Job — Quote the line containing "Point to the refrigerator door handle." and all lines that follow it in the listing below, exactly as written.

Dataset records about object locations

################

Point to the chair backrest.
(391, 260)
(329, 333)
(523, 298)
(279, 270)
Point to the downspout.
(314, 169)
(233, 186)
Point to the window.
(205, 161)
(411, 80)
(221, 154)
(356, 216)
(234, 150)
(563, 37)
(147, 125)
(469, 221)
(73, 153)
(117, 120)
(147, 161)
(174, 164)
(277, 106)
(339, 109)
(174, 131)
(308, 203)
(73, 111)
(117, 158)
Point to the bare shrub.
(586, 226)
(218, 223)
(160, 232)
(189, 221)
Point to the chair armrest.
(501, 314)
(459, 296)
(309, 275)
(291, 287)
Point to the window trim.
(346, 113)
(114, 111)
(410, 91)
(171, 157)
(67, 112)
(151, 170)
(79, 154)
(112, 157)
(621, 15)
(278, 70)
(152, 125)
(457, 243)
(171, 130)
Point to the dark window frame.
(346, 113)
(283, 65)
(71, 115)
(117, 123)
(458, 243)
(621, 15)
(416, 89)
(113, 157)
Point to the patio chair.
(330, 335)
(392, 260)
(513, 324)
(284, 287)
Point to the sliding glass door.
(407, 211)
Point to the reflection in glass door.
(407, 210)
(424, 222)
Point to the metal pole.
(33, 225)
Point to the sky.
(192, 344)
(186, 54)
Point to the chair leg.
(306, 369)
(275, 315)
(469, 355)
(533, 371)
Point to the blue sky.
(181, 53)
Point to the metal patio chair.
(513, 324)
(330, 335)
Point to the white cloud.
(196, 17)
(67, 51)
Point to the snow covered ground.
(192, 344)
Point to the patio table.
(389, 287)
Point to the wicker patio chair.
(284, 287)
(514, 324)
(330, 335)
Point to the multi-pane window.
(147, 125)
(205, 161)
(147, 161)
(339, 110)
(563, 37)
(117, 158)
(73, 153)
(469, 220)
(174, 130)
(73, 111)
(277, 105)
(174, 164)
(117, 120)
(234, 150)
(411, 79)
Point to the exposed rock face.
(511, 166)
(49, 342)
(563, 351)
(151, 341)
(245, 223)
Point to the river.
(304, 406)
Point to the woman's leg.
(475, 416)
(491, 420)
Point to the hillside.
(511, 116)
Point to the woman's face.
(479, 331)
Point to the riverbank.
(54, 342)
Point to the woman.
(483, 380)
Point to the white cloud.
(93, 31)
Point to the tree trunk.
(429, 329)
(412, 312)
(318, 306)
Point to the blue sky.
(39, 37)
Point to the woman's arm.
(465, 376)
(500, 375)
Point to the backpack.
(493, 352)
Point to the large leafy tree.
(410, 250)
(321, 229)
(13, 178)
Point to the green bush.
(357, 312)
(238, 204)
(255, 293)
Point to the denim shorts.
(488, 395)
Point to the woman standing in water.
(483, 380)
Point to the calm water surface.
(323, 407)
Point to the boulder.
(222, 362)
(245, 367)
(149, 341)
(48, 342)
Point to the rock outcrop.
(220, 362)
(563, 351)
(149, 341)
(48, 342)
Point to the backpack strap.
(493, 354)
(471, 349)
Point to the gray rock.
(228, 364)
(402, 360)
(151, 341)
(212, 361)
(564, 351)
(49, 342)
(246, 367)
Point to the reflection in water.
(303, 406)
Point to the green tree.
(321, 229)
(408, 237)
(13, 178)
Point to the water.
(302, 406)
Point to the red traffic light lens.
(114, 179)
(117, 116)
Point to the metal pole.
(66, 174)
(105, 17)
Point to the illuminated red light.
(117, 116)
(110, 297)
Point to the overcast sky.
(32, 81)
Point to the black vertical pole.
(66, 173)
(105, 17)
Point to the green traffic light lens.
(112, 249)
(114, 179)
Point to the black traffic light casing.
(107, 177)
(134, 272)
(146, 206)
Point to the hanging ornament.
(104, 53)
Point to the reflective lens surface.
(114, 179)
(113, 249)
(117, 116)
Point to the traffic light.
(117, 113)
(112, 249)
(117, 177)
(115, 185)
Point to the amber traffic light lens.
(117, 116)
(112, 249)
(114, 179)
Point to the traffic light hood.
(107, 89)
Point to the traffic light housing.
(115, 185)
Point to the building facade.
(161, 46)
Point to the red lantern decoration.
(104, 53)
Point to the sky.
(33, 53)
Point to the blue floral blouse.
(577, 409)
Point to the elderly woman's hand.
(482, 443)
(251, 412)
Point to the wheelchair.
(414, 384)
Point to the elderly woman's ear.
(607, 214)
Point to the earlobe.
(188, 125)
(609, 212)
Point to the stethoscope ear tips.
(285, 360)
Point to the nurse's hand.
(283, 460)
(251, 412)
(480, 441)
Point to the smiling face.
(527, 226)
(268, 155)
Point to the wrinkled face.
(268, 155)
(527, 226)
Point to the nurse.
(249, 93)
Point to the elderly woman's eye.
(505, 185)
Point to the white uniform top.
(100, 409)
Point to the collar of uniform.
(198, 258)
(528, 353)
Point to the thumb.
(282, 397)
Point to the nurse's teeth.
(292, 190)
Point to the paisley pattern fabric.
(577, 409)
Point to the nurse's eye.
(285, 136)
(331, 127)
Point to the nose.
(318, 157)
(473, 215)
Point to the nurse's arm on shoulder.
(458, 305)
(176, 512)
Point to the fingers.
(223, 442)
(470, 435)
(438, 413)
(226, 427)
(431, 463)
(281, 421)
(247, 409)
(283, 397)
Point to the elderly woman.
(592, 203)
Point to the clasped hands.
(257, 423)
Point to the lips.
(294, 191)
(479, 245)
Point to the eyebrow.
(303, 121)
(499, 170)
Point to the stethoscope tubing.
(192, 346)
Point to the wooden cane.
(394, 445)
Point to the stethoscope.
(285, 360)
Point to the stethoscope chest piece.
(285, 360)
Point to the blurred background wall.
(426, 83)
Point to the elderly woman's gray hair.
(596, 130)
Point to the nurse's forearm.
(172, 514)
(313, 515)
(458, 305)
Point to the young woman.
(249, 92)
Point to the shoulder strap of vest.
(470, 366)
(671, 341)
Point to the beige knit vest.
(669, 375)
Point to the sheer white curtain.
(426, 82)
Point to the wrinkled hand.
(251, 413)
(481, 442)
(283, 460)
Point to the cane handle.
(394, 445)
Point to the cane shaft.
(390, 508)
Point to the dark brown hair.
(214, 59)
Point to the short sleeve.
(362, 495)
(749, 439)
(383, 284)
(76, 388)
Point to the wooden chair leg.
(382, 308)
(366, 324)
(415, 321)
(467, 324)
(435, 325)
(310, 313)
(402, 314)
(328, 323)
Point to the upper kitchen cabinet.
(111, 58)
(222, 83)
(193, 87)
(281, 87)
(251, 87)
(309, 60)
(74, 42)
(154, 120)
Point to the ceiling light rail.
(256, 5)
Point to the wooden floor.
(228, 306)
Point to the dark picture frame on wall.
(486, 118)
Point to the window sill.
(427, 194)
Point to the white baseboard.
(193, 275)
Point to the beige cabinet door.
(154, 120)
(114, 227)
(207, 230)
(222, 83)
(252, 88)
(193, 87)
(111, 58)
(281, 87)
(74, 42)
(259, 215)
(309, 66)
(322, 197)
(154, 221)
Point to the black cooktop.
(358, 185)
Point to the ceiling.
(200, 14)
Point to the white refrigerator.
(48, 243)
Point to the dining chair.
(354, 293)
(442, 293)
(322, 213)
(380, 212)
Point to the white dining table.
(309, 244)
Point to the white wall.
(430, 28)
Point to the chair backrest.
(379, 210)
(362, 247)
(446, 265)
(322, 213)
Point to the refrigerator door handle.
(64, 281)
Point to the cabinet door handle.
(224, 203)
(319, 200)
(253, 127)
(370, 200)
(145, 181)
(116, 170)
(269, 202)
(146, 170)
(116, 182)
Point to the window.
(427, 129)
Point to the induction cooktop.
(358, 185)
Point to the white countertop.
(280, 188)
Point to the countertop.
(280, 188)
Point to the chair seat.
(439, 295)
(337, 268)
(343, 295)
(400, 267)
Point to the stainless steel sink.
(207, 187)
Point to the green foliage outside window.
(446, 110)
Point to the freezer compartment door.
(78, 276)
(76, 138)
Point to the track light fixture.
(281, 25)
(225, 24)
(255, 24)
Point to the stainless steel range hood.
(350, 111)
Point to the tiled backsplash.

################

Expected answer —
Point to the refrigerator door handle.
(64, 281)
Point to the cabinet door handle.
(224, 203)
(319, 200)
(253, 127)
(370, 200)
(145, 181)
(116, 170)
(269, 202)
(146, 170)
(116, 182)
Point to the window.
(427, 129)
Point to the induction cooktop.
(358, 185)
Point to the white countertop.
(280, 188)
Point to the countertop.
(280, 188)
Point to the chair seat.
(439, 295)
(337, 268)
(343, 295)
(400, 267)
Point to the stainless steel sink.
(207, 187)
Point to the green foliage outside window.
(446, 110)
Point to the freezer compartment door.
(78, 276)
(76, 138)
Point to the track light fixture.
(281, 25)
(225, 24)
(255, 24)
Point to the stainless steel range hood.
(350, 111)
Point to the tiled backsplash.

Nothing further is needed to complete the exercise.